(INPUT)
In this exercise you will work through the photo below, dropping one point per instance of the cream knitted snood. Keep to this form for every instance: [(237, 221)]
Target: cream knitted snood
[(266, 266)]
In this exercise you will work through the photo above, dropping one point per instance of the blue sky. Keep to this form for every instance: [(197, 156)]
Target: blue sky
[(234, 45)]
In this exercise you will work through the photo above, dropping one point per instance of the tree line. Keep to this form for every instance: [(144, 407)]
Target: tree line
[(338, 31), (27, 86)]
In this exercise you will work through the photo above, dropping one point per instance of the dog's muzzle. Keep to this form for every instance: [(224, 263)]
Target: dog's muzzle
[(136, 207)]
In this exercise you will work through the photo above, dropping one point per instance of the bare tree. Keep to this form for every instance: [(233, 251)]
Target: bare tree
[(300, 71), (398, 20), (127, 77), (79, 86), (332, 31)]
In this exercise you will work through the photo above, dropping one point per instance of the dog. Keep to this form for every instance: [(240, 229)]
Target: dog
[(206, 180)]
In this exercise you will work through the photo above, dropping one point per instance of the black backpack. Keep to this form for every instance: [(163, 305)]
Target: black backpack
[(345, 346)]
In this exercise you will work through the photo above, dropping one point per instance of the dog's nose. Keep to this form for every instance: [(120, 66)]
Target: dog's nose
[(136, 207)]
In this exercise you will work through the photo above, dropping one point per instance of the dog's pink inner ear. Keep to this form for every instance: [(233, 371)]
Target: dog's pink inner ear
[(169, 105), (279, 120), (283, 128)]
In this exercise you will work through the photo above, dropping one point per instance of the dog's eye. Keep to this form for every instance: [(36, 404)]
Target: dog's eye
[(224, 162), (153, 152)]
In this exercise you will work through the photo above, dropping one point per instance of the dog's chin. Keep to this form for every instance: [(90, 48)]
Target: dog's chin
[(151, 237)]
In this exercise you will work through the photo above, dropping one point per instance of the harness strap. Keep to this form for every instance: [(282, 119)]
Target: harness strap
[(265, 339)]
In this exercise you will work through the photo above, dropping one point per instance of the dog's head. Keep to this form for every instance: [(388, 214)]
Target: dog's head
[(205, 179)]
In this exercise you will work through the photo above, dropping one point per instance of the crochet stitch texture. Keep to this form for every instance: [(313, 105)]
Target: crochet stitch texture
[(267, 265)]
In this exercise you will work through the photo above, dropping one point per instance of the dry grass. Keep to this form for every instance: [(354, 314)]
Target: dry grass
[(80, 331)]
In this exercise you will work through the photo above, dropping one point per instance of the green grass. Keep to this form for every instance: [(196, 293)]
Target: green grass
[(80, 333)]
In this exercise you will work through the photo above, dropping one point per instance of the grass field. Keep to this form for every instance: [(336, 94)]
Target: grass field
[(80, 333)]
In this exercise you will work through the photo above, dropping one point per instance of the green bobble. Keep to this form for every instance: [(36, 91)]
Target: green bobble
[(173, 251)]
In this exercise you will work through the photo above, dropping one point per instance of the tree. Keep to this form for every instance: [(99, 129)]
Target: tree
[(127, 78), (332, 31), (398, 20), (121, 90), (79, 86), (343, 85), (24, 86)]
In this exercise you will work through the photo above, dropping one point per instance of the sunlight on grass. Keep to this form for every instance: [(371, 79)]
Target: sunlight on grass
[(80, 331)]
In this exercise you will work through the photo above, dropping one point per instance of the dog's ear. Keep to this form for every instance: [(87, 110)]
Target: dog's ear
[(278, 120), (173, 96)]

(WORK INSTRUCTIONS)
All of the material above should be printed again exactly as it is.

(SOLUTION BELOW)
In this exercise you will work through the photo below, dropping one point per instance of the cream knitted snood. Keep to this form for every instance: [(237, 221)]
Target: cream knitted snood
[(266, 266)]
In this exercise you will work through the photo above, dropping one point per instance of the blue sky. Keep to this form for every instance: [(197, 156)]
Target: blue sky
[(234, 45)]
In this exercise you will work through the photo above, dropping one point per instance of the tree line. Keep to this form for every instance: [(144, 407)]
Target: tree line
[(338, 31), (27, 86)]
In this exercise you will work through the photo above, dropping one point per instance of the dog's muzzle. Keep to this form for every instance: [(224, 263)]
Target: dog's muzzle
[(136, 207)]
In this exercise you will work through the photo above, dropping one point per instance of the bare tree. Keep to this form for every instance: [(233, 251)]
Target: bare tree
[(300, 71), (398, 20), (127, 77), (79, 86), (332, 31)]
In this exercise you will work through the photo above, dropping one point per instance of the dog. Keep to this form for every instance: [(240, 229)]
Target: dog
[(206, 180)]
In this exercise you will work through the photo above, dropping one point per instance of the black backpack. Keep to this form for every instance: [(163, 305)]
Target: black backpack
[(345, 346)]
In this exercise you will work through the photo above, dropping one point per instance of the dog's nose. Keep to this form for every instance: [(120, 66)]
Target: dog's nose
[(136, 207)]
In this exercise you will work through the photo above, dropping one point per instance of the dog's pink inner ear. Keep to this form for every instance: [(233, 371)]
Target: dog's pink inner ear
[(169, 105), (279, 120), (283, 128)]
In this exercise you will work through the photo above, dropping one point per instance of the dog's eye. Keep to this form for every instance: [(36, 404)]
Target: dog's eye
[(224, 162), (153, 152)]
In this exercise you will work through the photo above, dropping one point per instance of the dog's chin. Keep to this form for every instance: [(90, 48)]
Target: dog's chin
[(151, 237)]
In this exercise you will work through the photo above, dropping one point per instance of the harness strap. Keep to this form for every instance: [(282, 119)]
Target: harness strap
[(265, 339)]
In this exercise you will work through the photo above, dropping one point per instance of the dog's head. Keep to this form for every instance: [(388, 214)]
Target: dog's head
[(205, 179)]
In this exercise you will work through the photo above, dropping one point per instance of the crochet stitch texture. Keep to this form for every instance: [(313, 105)]
Target: crochet stitch texture
[(267, 265)]
In this exercise you will work through the photo above, dropping one point per instance of the dry grass. Keep to this form for every instance: [(354, 314)]
Target: dry grass
[(80, 331)]
In this exercise you will work through the photo above, dropping one point per instance of the green grass. Keep to this form for every instance: [(196, 293)]
Target: green grass
[(80, 333)]
In this exercise you will work through the photo above, dropping one point per instance of the grass field. Keep to this form for every instance: [(336, 94)]
Target: grass field
[(80, 333)]
In this exercise you will work through the photo above, dropping one point per instance of the green bobble. Keep to this form for every instance: [(36, 91)]
Target: green bobble
[(173, 251)]
In this exercise you will work through the photo above, dropping one point per instance of the tree. Keep to this form for every instance: [(99, 129)]
Target: tree
[(127, 78), (332, 31), (398, 20), (121, 90), (79, 86), (343, 85), (24, 86)]
In this exercise you will work through the photo above, dropping one point per instance of the sunlight on grass. Keep to this form for every instance: [(371, 79)]
Target: sunlight on grass
[(80, 331)]
In this exercise you will work through the photo above, dropping one point per instance of the dog's ear. Keep to this form for every instance: [(87, 110)]
Target: dog's ear
[(278, 120), (173, 96)]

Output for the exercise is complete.